◆ **Source text**:
(begin)
The following are recommended steps to port and optimize FORTRAN programs from the Challenge Irix 5.2 environment to Power Challenge and Irix 6.0. Much further detail is available on-line in MIPSpro books on Iris "insight" or in the man pages for f77 and pfa.

We describe here a small subset of the switches that have the broadest benefit based on our benchmarking experience.

I. Uniprocessor Performance Optimization

Before attempting multiprocessing, port and fully optimize for 1 processor. The largest effects are usually seen in climbing from step 1 to 3.
(1)
Remake with -O2 -mips2, linking with -mips2, and retest

You are actually using the same compiler as on Challenge. This is a sanity test step. Performance may be no better than Challenge.

(2)
Remake, -O2 -mips4, linking with -p -mips4, retest and profile

You are now using the new MIPSpro compiler, generating new R8000 instructions (such as multiply-add) and 64-bit addressing. Porting problems may arise. Answers may change slightly (with better accuracy) because the multiply-add instruction does not do rounding between the multiply and add.

For steps 3-6, try the recommended switch and reprofile the run. Compare the profile time for each subroutine to determine which subroutines benefit from the optimizations, and back off the switch wherever it doesn't help. Each switch usually improves performance, but may not on short loops or other special cases. Each switch may introduce changes in arithmetic rounding or accuracy as noted.

To focus the tuning effort where it will have the greatest effect, it is advisable on large codes to perform this experimentation only on the most time-consuming subroutines.

(3) Increase optimization
Increase optimization to -O3 -mips4 -p and use -lfastm at the end of the link command line to link with the fast math library.

You are now invoking software pipelining (SWP) for the R8000 architecture. (This has nothing to do with the -O3 optimizations of Irix 5.x and before.) Vector-style loops with about 10 or more iterations generally will run much faster. Loops with many lines of code generally are not pipelined. Loops with function calls (including many intrinsics) are not pipelined.

Answers may change slightly at this stage due to more rounding differences. The KAP loop analyzer is on by default with -O3 and may perform optimizations that change the order of summations, for example. To see the performance and answers that are generated without KAP optimizations, you can turn off KAP optimizations by recompiling with the switch -WK,-so=0,-o=0,-r=0 added. However, if you later intend to use -pfa to parallelize this subroutine, you will have to remove this switch since KAP also performs the parallel optimizations.

Because of SWP, it is more important for the R8000 to have inner loops with large iteration counts, as compared to the R4400. This may affect the strategy for determining the optimal nesting of loops. When tuning for both single processor performance and multiprocessing, there may be tradeoffs between placing the largest iteration count on the inside for best SWP or on the outside to provide the greatest MP opportunity.

(4)
(end)
◆ **What the exercise asks**:
Print the FORTRAN porting text above word for word, from "To focus the" to "most time-consuming subroutines.", inclusive.

◆ **Supplied information**:
(begin)
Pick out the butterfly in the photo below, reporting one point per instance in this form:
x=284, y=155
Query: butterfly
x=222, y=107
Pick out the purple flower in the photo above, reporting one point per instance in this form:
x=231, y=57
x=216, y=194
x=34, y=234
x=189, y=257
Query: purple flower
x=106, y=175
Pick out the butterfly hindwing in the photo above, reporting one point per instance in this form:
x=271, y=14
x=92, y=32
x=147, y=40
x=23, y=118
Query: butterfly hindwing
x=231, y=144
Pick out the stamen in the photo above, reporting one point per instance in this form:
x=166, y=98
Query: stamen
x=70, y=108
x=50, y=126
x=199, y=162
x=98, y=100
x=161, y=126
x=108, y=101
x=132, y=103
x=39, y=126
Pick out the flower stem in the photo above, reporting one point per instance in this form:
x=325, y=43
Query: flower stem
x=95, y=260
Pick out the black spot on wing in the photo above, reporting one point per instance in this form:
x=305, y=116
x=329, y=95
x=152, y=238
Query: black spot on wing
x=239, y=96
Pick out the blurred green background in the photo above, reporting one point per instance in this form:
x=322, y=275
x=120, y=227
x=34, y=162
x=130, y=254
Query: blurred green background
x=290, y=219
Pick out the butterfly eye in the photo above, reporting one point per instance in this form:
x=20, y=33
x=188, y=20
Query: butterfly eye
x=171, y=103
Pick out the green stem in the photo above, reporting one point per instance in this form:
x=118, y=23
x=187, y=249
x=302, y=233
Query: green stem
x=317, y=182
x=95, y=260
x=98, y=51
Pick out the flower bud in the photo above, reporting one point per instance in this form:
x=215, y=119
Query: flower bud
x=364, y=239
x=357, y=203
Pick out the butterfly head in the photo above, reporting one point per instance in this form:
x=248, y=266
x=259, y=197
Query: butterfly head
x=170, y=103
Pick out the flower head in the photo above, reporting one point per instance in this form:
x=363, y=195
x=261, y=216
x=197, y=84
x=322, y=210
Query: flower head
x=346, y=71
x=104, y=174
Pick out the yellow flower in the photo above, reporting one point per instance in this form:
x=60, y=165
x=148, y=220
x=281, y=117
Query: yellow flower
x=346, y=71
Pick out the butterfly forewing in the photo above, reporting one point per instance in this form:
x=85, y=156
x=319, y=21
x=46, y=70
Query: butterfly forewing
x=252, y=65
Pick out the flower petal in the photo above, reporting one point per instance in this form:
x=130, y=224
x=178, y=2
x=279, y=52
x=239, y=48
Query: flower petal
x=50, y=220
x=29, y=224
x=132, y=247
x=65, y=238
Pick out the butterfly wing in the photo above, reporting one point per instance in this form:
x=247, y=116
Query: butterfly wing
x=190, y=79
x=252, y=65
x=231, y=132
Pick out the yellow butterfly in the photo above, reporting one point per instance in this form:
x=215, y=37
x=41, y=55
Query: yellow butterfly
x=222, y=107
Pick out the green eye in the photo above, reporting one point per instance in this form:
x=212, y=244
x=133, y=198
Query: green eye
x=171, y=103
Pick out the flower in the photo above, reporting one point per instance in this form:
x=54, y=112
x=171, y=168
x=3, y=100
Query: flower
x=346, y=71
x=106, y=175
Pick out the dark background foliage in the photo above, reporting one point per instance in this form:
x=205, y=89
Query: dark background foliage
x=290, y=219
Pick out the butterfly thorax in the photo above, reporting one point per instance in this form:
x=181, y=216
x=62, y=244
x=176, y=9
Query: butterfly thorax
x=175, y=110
(end)
◆ **Answer to the exercise**:
To focus the tuning effort where it will have the greatest effect, it is advisable on large codes to perform this experimentation only on the most time-consuming subroutines.